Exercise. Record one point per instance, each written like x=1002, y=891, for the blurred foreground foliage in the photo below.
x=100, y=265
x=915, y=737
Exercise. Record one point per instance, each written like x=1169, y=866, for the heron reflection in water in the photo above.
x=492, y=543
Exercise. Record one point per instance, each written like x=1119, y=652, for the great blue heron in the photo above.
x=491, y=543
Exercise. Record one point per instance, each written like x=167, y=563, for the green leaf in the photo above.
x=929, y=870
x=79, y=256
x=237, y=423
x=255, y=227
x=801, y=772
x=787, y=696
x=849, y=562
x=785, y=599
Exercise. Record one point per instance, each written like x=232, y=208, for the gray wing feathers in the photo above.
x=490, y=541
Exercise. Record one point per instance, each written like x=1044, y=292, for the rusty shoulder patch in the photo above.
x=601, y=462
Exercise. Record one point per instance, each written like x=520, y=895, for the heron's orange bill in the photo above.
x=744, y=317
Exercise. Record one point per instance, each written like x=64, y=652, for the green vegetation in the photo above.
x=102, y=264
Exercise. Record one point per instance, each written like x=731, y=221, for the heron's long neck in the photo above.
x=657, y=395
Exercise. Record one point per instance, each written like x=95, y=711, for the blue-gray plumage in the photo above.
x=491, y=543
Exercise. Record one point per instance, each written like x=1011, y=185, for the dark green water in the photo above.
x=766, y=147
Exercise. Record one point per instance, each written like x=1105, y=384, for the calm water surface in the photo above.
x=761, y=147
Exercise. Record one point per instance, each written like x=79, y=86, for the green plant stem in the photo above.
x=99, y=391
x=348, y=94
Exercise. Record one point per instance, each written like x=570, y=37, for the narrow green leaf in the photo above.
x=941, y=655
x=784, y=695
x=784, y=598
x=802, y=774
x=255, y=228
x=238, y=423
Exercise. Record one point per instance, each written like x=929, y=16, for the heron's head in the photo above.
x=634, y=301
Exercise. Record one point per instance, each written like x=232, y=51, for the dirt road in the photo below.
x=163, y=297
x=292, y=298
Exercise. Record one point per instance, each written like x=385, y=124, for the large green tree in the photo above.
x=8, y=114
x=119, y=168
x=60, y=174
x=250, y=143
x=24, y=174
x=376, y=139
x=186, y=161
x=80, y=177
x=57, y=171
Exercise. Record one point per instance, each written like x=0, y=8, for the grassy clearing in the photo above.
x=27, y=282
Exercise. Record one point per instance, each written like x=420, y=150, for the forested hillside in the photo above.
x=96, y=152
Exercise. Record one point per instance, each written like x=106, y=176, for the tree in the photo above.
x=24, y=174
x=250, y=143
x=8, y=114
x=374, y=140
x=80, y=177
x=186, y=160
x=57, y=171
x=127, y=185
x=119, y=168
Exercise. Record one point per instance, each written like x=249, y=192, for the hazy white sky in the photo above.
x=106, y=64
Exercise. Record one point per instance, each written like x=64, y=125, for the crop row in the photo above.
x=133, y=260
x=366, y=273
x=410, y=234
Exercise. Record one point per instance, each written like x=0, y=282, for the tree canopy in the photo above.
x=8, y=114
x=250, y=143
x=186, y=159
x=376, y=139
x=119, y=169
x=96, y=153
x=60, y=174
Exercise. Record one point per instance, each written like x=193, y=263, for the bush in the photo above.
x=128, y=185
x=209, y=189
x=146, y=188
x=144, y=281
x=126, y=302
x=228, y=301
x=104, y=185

> _What is asked_: Restate the data above exactly, keeping each word as it stands.

> _Finished answer_:
Exercise. Record one point per instance, each written like x=1002, y=891, for the blurred foreground foliage in the photo below.
x=100, y=265
x=915, y=737
Exercise. Record one point per instance, each written like x=1169, y=866, for the heron reflection in water in the photo above.
x=492, y=543
Exercise. Record one point per instance, each written like x=1119, y=652, for the great blue heron in the photo above.
x=491, y=543
Exercise. Record one point per instance, each written like x=167, y=563, for the green leaf in the photo above.
x=929, y=870
x=79, y=256
x=237, y=423
x=255, y=227
x=801, y=772
x=787, y=696
x=849, y=562
x=785, y=599
Exercise. Record one point per instance, each written like x=232, y=208, for the gray wing feathers in the photo above.
x=490, y=541
Exercise. Record one point per instance, each written like x=1044, y=292, for the rusty shoulder patch in the photo above.
x=601, y=462
Exercise. Record one point per instance, each written like x=520, y=895, for the heron's orange bill in the photo above.
x=744, y=317
Exercise. Record one point per instance, each written like x=64, y=652, for the green vegetation in the photo above.
x=102, y=264
Exercise. Record one point per instance, each written like x=731, y=221, for the heron's long neck in the photo above.
x=657, y=395
Exercise. Record one point per instance, each written like x=95, y=711, for the blue-gray plumage in the photo above.
x=491, y=543
Exercise. Record one point per instance, each written like x=1011, y=185, for the dark green water in the photo above.
x=766, y=147
Exercise. Record one point per instance, each written like x=1105, y=384, for the calm water surface in the photo above.
x=761, y=147
Exercise. Record one point per instance, each written like x=79, y=86, for the green plant stem in the photo above.
x=99, y=391
x=348, y=94
Exercise. Record one point per instance, each written like x=570, y=37, for the narrow green leaf in the photo above.
x=941, y=655
x=784, y=695
x=784, y=598
x=802, y=774
x=255, y=228
x=238, y=423
Exercise. Record one point per instance, each written like x=929, y=16, for the heron's head in the photo above.
x=634, y=301
Exercise. Record one point per instance, each written like x=232, y=51, for the dirt road in the photo below.
x=163, y=297
x=292, y=298
Exercise. Record one point per instance, each written like x=385, y=124, for the large green tree in the photo above.
x=8, y=114
x=119, y=168
x=60, y=174
x=250, y=143
x=24, y=174
x=376, y=139
x=186, y=161
x=80, y=177
x=57, y=171
Exercise. Record one point per instance, each written like x=0, y=8, for the grassy clearing in the photo above.
x=27, y=282
Exercise. Record one point per instance, each written like x=420, y=150, for the forested hillside in the photo above.
x=96, y=152
Exercise. Record one point per instance, each written like x=106, y=176, for the tree in the photo above.
x=24, y=174
x=250, y=143
x=8, y=114
x=374, y=140
x=80, y=177
x=186, y=160
x=57, y=171
x=127, y=185
x=119, y=168
Exercise. Record one point per instance, each written like x=249, y=192, for the hazy white sky in the photo above.
x=106, y=64
Exercise. Record one point per instance, each written like x=64, y=125, for the crop row in the photo above.
x=133, y=260
x=366, y=273
x=410, y=234
Exercise. Record one point per instance, each written like x=0, y=282, for the tree canopy in the photo above.
x=8, y=114
x=250, y=143
x=186, y=159
x=376, y=139
x=119, y=169
x=96, y=153
x=60, y=174
Exercise. Record one point per instance, each written like x=193, y=263, for the bush in the photo above.
x=128, y=185
x=209, y=189
x=146, y=188
x=144, y=281
x=126, y=302
x=228, y=301
x=104, y=185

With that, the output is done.